AIM OF THE TASK
Wherever a line of the listing holds the string "bridge", copy that line.

DATASET RECORDS
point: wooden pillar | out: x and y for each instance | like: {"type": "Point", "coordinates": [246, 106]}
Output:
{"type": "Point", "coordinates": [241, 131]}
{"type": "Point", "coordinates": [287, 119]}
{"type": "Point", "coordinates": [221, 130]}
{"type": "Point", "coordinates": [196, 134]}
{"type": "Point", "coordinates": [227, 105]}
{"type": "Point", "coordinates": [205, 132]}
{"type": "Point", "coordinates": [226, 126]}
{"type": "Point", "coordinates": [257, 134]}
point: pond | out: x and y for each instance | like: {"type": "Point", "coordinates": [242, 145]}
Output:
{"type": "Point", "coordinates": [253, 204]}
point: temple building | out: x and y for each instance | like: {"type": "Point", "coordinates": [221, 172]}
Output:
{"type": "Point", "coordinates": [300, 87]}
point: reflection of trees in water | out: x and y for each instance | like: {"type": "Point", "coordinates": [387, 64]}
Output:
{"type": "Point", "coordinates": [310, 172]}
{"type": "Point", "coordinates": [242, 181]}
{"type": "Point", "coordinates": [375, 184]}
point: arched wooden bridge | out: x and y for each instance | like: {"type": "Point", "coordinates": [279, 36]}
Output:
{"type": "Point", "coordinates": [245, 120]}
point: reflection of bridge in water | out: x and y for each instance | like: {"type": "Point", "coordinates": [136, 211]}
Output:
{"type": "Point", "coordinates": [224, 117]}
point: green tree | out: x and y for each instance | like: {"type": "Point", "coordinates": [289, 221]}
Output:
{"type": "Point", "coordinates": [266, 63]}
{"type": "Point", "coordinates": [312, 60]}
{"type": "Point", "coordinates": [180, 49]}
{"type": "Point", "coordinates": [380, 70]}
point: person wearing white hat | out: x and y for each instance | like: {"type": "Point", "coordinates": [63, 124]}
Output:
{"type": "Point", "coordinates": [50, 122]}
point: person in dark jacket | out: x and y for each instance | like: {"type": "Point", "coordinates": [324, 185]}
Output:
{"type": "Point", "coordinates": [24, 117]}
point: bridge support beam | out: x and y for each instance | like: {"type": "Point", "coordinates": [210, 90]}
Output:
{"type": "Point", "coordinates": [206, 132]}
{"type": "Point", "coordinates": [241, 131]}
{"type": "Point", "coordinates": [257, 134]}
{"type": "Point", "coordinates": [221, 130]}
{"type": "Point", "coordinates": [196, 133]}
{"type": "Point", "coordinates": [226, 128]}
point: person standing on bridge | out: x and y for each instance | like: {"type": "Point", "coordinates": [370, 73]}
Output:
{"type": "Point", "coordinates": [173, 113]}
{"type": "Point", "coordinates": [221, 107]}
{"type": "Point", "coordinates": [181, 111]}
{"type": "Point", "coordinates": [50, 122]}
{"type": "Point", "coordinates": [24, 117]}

ANSWER SPACE
point: arched wooden bridge | out: x and y for each instance | like: {"type": "Point", "coordinates": [279, 36]}
point: reflection of bridge in water | out: x and y for each instance | like: {"type": "Point", "coordinates": [136, 211]}
point: bridge support beam | out: x and y for each instance | like: {"type": "Point", "coordinates": [210, 90]}
point: person standing on bridge | out: x and y for each instance | like: {"type": "Point", "coordinates": [370, 73]}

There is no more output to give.